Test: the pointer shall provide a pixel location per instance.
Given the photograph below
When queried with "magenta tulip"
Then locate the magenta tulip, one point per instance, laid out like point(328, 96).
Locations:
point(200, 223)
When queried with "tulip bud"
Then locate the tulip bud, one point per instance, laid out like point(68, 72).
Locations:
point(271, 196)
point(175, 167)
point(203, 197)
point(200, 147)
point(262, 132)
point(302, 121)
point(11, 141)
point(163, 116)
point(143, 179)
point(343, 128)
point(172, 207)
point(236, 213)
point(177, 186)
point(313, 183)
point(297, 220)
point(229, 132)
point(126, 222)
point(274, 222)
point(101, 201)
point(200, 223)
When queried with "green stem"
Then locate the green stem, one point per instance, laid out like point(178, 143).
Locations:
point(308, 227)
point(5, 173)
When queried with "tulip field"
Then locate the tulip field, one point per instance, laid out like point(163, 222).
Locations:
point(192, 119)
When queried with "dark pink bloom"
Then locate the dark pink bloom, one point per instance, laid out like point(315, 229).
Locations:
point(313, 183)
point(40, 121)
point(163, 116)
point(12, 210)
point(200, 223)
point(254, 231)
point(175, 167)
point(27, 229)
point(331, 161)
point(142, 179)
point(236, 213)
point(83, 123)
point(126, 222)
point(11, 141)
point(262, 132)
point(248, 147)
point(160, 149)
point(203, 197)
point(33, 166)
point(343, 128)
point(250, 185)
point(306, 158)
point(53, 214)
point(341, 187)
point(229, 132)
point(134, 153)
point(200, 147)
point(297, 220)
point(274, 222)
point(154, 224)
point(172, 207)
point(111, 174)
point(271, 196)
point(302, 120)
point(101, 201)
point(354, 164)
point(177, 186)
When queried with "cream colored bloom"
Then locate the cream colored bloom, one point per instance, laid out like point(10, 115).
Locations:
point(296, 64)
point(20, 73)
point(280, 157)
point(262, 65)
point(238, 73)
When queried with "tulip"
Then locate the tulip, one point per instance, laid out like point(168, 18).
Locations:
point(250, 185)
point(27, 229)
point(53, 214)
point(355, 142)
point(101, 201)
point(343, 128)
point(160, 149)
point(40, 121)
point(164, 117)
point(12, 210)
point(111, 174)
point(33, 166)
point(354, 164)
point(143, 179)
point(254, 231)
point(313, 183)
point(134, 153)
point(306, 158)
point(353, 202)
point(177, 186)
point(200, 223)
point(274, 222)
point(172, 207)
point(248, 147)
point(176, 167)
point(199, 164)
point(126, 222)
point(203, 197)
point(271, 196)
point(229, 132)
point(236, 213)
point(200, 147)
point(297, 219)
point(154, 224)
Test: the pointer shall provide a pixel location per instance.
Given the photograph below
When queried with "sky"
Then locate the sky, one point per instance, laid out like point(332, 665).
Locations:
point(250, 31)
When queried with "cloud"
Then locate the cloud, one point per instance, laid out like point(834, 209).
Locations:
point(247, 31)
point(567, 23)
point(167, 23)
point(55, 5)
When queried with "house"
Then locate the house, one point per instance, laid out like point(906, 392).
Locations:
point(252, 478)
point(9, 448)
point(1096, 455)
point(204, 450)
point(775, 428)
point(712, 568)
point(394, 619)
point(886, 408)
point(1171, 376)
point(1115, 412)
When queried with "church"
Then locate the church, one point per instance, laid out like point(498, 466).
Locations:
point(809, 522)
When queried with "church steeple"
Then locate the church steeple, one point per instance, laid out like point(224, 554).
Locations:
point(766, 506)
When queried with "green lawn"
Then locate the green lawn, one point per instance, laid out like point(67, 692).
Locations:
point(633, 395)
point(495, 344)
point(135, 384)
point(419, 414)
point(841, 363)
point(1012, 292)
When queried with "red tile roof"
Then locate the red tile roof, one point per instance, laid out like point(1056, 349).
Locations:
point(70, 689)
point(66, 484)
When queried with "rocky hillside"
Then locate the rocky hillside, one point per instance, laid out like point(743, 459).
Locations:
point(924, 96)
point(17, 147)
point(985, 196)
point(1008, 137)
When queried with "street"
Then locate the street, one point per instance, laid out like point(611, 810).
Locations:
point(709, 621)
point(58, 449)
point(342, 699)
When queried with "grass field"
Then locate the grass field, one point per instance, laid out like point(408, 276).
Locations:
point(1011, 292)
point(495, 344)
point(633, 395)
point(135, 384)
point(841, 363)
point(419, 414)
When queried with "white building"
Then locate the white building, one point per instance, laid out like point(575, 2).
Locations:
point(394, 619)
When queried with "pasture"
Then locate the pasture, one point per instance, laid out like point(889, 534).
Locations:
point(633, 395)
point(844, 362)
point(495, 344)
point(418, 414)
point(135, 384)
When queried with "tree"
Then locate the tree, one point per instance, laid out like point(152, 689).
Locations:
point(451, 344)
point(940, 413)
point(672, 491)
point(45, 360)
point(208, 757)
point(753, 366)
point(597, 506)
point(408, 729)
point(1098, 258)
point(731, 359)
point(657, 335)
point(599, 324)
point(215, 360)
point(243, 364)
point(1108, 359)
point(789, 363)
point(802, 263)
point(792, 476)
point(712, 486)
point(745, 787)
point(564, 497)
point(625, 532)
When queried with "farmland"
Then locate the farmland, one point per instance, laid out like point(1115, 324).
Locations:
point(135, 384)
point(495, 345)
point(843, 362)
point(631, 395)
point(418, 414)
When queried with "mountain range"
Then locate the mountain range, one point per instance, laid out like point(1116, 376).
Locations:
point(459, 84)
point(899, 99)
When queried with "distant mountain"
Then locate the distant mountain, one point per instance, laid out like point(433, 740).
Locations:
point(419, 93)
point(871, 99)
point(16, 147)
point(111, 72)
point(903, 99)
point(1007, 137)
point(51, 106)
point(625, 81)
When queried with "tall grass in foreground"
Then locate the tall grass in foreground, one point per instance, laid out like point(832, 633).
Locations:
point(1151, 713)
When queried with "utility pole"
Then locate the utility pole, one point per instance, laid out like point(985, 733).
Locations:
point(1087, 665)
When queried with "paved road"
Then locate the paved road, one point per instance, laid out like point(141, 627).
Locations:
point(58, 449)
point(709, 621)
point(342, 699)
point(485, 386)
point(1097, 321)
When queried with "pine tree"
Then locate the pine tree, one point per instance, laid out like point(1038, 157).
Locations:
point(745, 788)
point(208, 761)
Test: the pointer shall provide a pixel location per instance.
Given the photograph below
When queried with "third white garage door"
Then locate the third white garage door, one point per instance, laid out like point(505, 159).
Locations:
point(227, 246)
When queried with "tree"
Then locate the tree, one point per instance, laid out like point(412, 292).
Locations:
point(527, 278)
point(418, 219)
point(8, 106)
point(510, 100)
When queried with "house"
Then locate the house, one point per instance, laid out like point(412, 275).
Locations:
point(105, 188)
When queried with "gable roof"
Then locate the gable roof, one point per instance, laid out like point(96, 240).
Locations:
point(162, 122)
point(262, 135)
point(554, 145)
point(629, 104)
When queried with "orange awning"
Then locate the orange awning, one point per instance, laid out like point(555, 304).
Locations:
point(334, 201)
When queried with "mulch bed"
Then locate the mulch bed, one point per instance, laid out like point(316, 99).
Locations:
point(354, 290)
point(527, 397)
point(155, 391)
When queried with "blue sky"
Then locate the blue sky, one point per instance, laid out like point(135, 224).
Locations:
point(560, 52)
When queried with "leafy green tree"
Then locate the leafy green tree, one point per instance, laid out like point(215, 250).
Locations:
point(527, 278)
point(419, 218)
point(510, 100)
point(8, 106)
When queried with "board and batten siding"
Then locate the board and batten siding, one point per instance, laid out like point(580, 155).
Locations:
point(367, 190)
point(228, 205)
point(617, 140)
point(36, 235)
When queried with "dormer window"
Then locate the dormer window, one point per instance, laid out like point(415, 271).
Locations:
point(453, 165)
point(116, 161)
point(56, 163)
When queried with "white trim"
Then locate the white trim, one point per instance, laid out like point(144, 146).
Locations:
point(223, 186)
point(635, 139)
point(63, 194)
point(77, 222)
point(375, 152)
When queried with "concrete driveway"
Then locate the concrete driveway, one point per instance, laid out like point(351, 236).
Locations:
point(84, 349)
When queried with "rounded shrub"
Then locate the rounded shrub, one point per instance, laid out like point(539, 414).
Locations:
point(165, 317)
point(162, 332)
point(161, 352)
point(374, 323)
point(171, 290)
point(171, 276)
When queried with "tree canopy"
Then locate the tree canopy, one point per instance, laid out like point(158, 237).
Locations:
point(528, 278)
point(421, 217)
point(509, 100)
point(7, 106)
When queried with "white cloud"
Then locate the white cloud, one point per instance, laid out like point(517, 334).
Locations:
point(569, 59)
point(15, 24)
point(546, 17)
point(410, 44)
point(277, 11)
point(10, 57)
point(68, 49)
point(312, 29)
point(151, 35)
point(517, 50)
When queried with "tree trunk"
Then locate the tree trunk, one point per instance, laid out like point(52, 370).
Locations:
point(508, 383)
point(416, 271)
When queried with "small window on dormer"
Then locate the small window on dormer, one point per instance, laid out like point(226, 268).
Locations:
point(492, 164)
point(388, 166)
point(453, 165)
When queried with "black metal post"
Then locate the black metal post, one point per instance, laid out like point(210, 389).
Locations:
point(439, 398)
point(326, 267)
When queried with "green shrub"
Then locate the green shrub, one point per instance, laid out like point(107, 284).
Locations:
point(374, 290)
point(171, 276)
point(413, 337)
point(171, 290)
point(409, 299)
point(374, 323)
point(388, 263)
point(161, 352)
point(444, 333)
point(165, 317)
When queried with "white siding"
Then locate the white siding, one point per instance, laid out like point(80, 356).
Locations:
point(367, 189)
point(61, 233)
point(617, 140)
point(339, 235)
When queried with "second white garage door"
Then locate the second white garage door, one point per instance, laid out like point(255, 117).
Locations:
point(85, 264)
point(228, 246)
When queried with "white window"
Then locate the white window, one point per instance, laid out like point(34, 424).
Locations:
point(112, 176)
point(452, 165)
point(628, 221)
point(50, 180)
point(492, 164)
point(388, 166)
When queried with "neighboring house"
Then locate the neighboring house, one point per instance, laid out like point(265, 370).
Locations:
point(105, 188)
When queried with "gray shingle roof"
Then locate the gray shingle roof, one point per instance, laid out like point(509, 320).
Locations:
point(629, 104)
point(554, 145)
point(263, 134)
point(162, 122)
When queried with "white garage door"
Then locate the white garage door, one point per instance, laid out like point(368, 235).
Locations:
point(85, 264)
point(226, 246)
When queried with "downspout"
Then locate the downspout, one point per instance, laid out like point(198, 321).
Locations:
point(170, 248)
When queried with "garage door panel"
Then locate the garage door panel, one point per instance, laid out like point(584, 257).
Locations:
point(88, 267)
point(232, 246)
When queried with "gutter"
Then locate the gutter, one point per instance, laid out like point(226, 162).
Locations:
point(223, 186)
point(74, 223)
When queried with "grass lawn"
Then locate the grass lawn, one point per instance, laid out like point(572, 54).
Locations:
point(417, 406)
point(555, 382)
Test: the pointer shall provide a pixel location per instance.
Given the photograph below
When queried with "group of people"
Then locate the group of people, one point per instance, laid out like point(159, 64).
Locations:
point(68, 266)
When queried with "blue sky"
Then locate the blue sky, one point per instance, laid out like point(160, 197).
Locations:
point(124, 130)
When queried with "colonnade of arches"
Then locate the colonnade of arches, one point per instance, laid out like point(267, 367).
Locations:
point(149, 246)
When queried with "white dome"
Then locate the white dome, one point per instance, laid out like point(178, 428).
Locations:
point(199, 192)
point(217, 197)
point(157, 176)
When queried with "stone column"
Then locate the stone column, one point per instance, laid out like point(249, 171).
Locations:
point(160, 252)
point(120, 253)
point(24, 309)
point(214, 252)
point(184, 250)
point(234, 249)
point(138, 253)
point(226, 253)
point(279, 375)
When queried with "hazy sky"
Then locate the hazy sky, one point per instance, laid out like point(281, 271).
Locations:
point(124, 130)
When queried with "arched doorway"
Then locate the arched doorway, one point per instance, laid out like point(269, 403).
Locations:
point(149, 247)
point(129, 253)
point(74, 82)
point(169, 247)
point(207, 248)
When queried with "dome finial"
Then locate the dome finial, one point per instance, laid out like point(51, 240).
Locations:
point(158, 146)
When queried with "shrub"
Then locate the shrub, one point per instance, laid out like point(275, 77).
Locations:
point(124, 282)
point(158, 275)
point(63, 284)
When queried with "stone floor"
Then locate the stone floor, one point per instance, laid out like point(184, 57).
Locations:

──────────

- Activity -
For every line above that holds the word "cloud", report the whole line.

- Answer area -
When queried with "cloud"
Then locate the cloud, one point per instance, laid out like point(834, 209).
When queried with "white cloud"
Then locate the white cloud, one point per instance, laid out like point(517, 334).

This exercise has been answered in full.